§ Assignment:
Below are records to be repeated exactly. Leave their pictures behind.

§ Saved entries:
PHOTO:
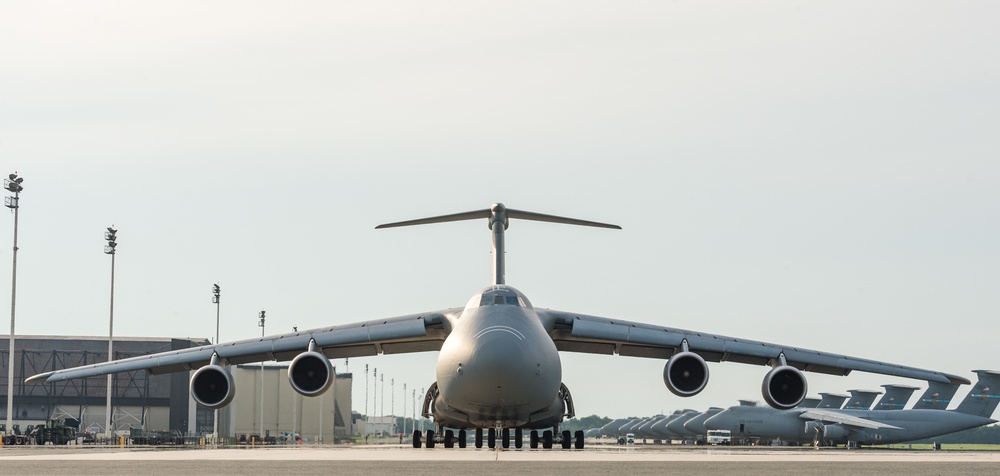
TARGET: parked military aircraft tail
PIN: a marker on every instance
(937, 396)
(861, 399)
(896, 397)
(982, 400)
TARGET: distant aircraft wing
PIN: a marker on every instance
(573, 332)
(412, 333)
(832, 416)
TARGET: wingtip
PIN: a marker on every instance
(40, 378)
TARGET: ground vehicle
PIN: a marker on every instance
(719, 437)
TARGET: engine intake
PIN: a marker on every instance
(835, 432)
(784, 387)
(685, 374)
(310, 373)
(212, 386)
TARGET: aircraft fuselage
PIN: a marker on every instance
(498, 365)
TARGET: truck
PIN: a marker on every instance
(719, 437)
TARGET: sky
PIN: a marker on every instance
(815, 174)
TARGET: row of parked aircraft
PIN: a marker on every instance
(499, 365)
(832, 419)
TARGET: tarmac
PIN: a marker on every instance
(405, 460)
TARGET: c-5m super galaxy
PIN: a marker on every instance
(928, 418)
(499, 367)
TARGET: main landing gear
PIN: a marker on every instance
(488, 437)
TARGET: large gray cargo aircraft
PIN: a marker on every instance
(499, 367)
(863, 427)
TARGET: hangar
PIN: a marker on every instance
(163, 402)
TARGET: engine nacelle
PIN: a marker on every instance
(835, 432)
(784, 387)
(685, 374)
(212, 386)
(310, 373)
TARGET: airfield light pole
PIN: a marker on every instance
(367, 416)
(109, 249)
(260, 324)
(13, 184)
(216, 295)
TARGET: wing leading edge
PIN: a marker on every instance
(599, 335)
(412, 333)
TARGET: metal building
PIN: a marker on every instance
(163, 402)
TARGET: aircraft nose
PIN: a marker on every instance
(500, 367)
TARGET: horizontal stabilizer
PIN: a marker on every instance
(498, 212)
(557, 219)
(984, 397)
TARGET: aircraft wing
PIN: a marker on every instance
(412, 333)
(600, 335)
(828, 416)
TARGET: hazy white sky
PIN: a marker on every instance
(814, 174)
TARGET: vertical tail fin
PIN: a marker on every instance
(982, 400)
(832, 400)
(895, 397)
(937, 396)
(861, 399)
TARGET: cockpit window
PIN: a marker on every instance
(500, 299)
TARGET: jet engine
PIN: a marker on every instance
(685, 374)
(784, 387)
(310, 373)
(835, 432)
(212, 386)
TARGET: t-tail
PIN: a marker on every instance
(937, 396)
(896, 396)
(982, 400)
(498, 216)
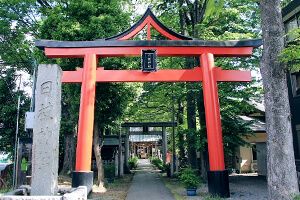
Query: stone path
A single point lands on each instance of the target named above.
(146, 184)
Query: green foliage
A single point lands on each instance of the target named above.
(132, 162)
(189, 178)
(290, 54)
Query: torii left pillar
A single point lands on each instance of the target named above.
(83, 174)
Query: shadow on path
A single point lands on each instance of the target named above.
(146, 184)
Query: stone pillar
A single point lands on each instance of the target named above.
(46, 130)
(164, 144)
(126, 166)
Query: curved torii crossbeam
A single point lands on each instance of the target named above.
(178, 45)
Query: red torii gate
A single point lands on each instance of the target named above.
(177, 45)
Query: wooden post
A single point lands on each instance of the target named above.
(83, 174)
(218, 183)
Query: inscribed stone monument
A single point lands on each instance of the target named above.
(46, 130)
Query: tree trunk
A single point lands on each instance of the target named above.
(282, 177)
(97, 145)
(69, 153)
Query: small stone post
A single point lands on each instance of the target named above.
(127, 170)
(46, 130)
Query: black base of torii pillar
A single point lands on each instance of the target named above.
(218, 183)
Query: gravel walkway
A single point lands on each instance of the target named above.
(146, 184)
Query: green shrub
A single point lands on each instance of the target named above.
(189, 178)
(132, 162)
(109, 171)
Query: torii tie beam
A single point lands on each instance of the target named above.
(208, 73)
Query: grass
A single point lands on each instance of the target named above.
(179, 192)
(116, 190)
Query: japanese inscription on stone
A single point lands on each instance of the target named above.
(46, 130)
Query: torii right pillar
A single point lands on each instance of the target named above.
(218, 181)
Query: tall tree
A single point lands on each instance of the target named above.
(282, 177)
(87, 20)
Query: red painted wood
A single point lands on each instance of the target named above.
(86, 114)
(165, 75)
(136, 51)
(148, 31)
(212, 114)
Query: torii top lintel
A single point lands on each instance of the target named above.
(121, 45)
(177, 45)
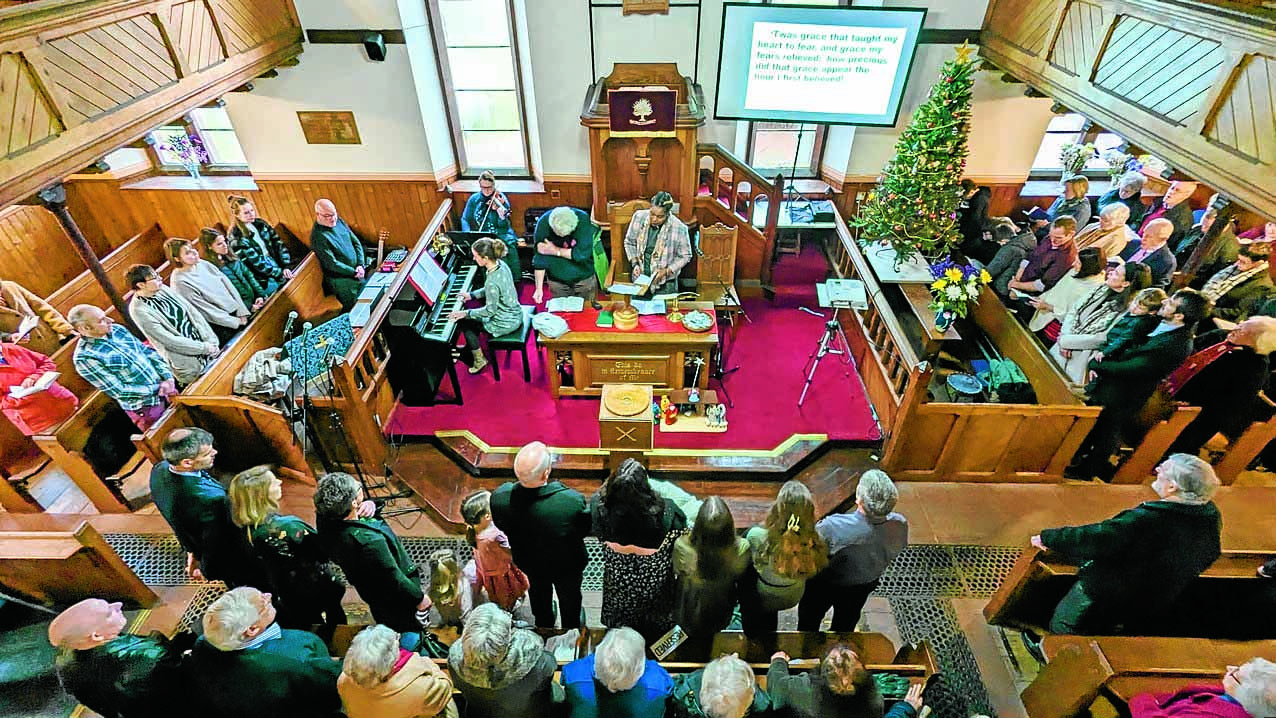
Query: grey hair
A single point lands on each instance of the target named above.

§ Result:
PHOTO:
TARGET: parked military aircraft tail
PIN: a marker on every instance
(937, 396)
(861, 399)
(896, 397)
(982, 400)
TARGET: distant aircraft wing
PIN: a marker on every instance
(573, 332)
(412, 333)
(832, 416)
TARGET: wingtip
PIN: a marker on every instance
(40, 378)
TARGET: ground vehicle
PIN: a marker on every instance
(719, 437)
TARGET: engine intake
PIN: a marker on every instance
(835, 432)
(784, 387)
(685, 374)
(310, 373)
(212, 386)
TARGET: aircraft fuselage
PIN: a marker on every instance
(498, 365)
TARGET: truck
PIN: a marker on every instance
(719, 437)
TARGET: sky
PIN: a marker on every instance
(815, 174)
TARGET: row of parked aircraft
PIN: a marker on every instance
(499, 365)
(832, 419)
TARGET: tarmac
PIN: a marker on every instance
(405, 460)
TARGET: c-5m super galaxy
PIN: a marker on every instance
(928, 418)
(499, 367)
TARGET: main landing gear
PIN: a marker on every instance
(488, 437)
TARGET: large gray cargo aircraft
PIN: a marker on every instance
(499, 367)
(863, 427)
TARGET: hangar
PIN: a marker on every instance
(163, 402)
TARGET: engine nacelle
PIN: a marker on every instance
(835, 432)
(784, 387)
(685, 374)
(212, 386)
(310, 373)
TARGET: airfield light pole
PIN: a marker on every instance
(367, 416)
(109, 249)
(260, 324)
(13, 184)
(216, 295)
TARGET: wing leading edge
PIN: a marker on every instance
(599, 335)
(412, 333)
TARGET: metal building
PIN: a marker on every instance
(163, 402)
TARGET: aircraft nose
PIN: a marker on every instance
(500, 367)
TARGET: horizontal stabilizer
PIN: a marker on every instance
(498, 212)
(557, 219)
(984, 397)
TARGET: aircraft wing
PIN: a marker on every instance
(412, 333)
(600, 335)
(828, 416)
TARGET: hazy white sky
PIN: a marker on every instance
(814, 174)
TARGET: vertical tail fin
PIN: a marker on every instance
(982, 400)
(832, 400)
(895, 397)
(937, 396)
(861, 399)
TARGET: cockpit window
PIN: a marker on every instance
(500, 299)
TARGET: jet engine
PIN: a marker on every instance
(685, 374)
(784, 387)
(310, 373)
(835, 432)
(212, 386)
TARGET: t-tail
PIN: a marker on every instance
(937, 396)
(896, 396)
(982, 400)
(498, 216)
Query: stone path
A single point lands on each instance of the target named above.
(146, 184)
Query: green foliage
A single point lands on each instance of the target named above.
(132, 162)
(189, 178)
(290, 54)
Query: torii left pillar
A single point lands on each instance of the target named above.
(83, 174)
Query: shadow on path
A single point lands on each instance of the target named above.
(146, 184)
Query: stone pillar
A single point lands on each instance of the target named above.
(46, 130)
(164, 144)
(126, 166)
Query: curved torii crossbeam
A single point lands on each instance of the target named above.
(178, 45)
Query: red torii gate
A single point lands on each instance of the target named above.
(177, 45)
Query: wooden post
A single point lands on each instance of the target named above.
(83, 174)
(218, 183)
Query: inscribed stone monument
A single point lands on each instance of the target named above.
(46, 130)
Query: tree trunk
A single point lands on each instance of the target named above.
(282, 177)
(97, 145)
(69, 153)
Query: small stone post
A single point lands on each instance of the target named above.
(127, 170)
(46, 130)
Query: black base of torii pillar
A single point lands on each instance of the target named above.
(218, 183)
Query: gravel walkway
A single point lands on each instance of the target named above.
(146, 184)
Query: green shrub
A single point lands on each instance of the target named above.
(189, 178)
(132, 162)
(109, 171)
Query: torii tie beam
A single point lands on each instance of the target named above.
(208, 73)
Query: grass
A single point lands on each instance of the target named above.
(179, 192)
(116, 190)
Query: japanese inscription on stone
A single point lands on each instance of the target named above.
(46, 130)
Query: torii right pillar
A single point lands on each instance of the target named above.
(218, 181)
Query: tall tree
A single point lands on each instance of the target named above.
(282, 177)
(87, 20)
Query: red painted wood
A single point lands on each instance of the target named above.
(86, 114)
(165, 75)
(136, 51)
(148, 31)
(212, 114)
Query: torii top lintel
A single point lands on each instance of the target named above.
(121, 45)
(177, 45)
Query: grey hair
A single point lands on each instance of the target named above.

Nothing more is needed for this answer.